* Provided records
=== Begin Enclosure ===
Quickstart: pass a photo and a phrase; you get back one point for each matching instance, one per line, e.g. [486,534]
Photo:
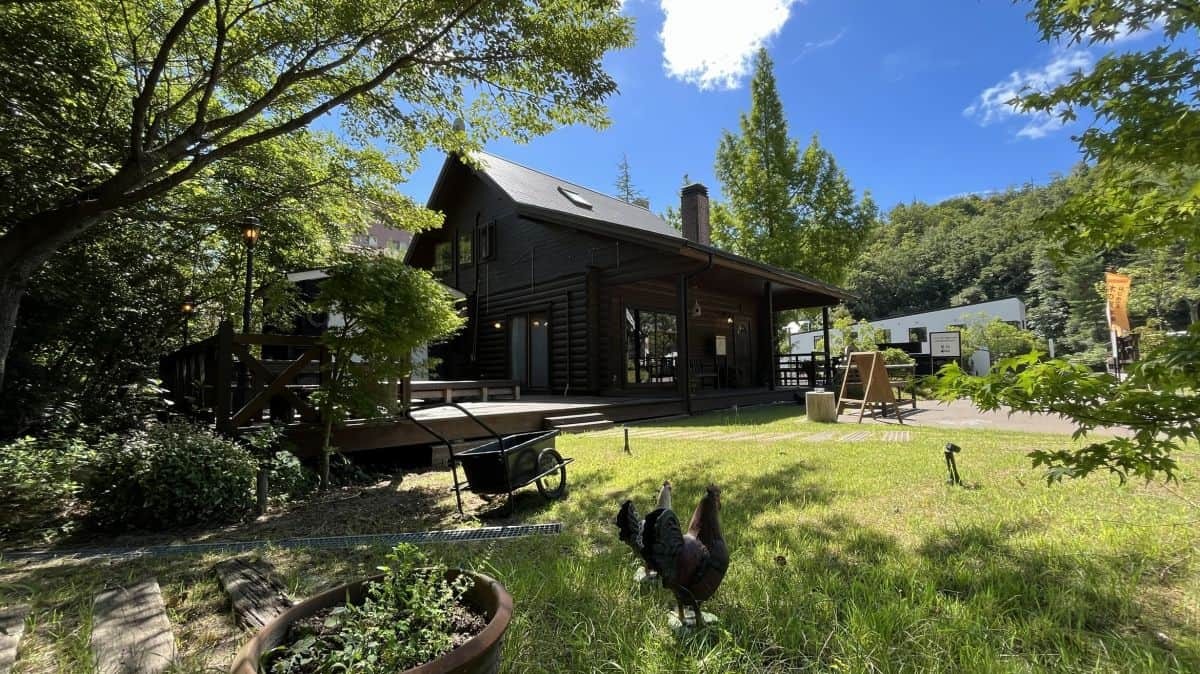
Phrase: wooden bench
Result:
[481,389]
=== End Enclosure ===
* Work to complete
Quote each entry above verbatim and drop the pictures.

* Answer box
Quickstart: pass a photo and a phrase; you get back one point for each matching instance, one per line, e.g. [486,534]
Photo:
Phrase: wooden bench
Result:
[481,389]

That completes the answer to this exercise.